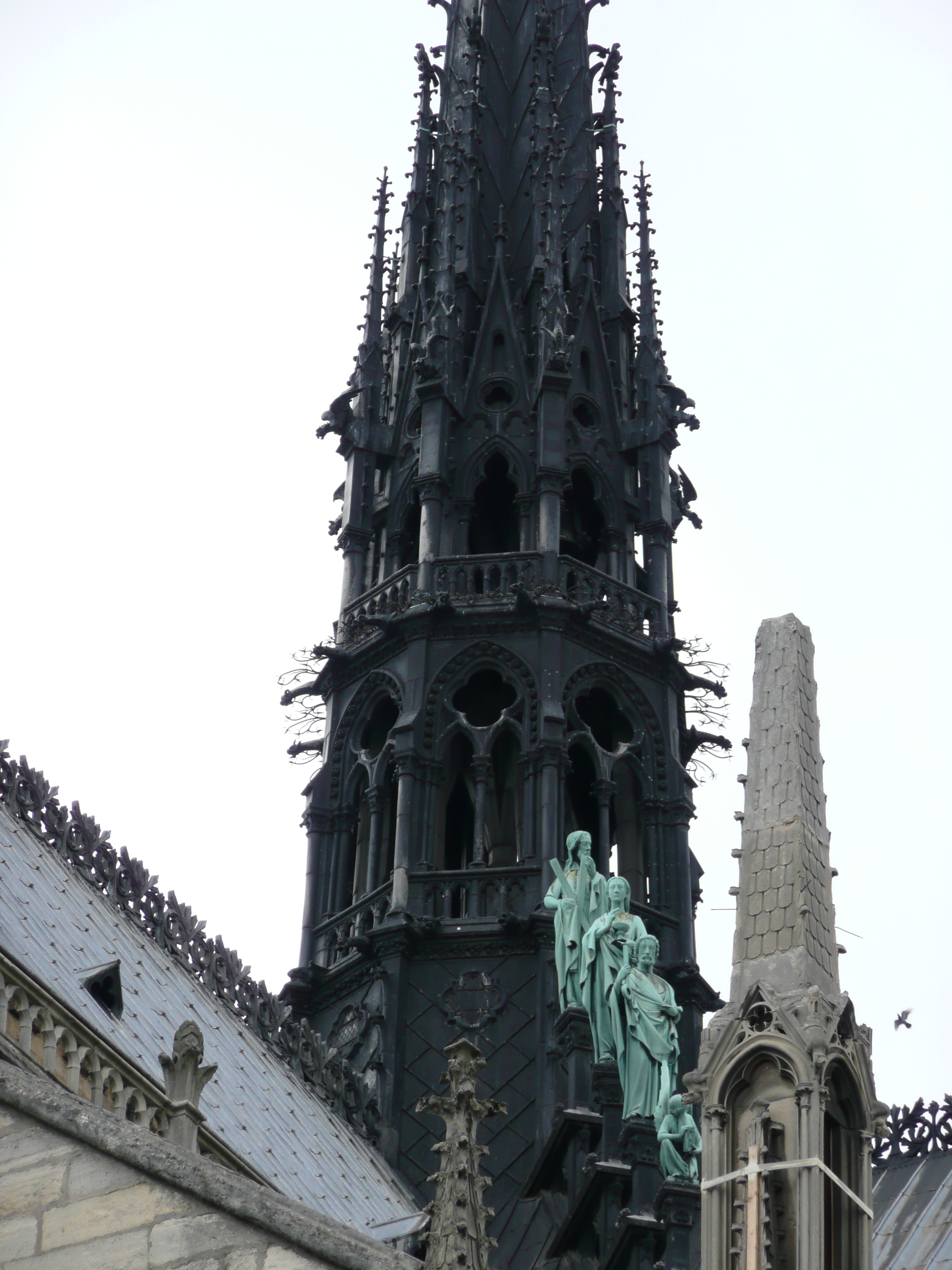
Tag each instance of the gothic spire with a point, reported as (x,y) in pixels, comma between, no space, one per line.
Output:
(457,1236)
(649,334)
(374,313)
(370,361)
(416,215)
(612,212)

========

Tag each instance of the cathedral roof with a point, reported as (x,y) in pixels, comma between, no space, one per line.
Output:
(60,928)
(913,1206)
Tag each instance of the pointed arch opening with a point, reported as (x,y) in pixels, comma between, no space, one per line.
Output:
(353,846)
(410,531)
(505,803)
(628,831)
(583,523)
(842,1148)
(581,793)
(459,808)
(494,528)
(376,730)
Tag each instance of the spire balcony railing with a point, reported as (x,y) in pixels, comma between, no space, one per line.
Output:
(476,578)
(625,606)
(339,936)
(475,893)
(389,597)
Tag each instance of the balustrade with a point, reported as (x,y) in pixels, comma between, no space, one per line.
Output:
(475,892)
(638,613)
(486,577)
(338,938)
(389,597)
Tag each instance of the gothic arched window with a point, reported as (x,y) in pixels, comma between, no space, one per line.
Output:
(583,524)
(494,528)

========

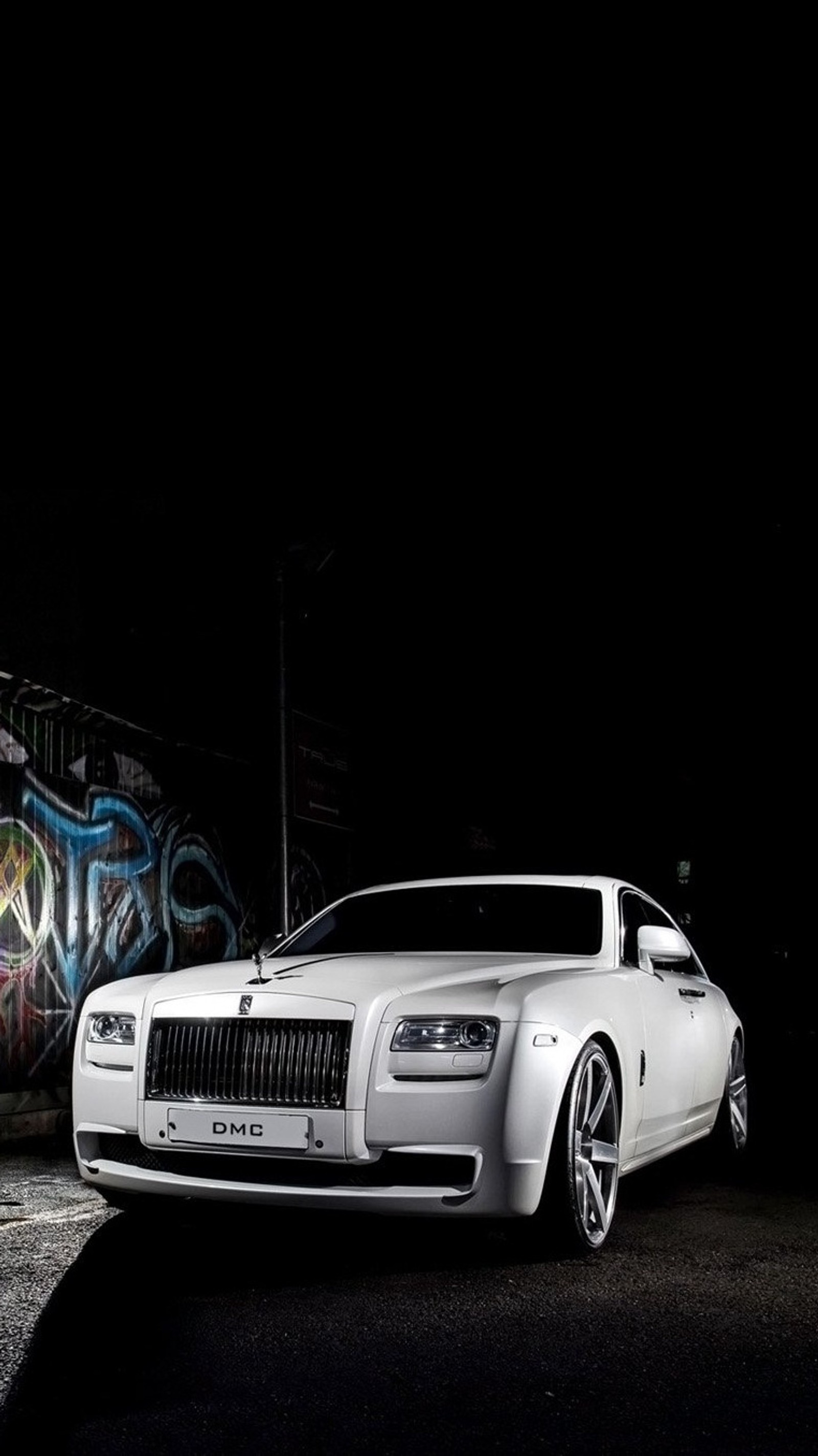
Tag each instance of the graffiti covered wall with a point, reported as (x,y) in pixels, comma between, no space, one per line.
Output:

========

TASK GOAL - Count the lines above that contain the string "spire", with case counting, and reply with the number alone.

FINAL RESULT - 2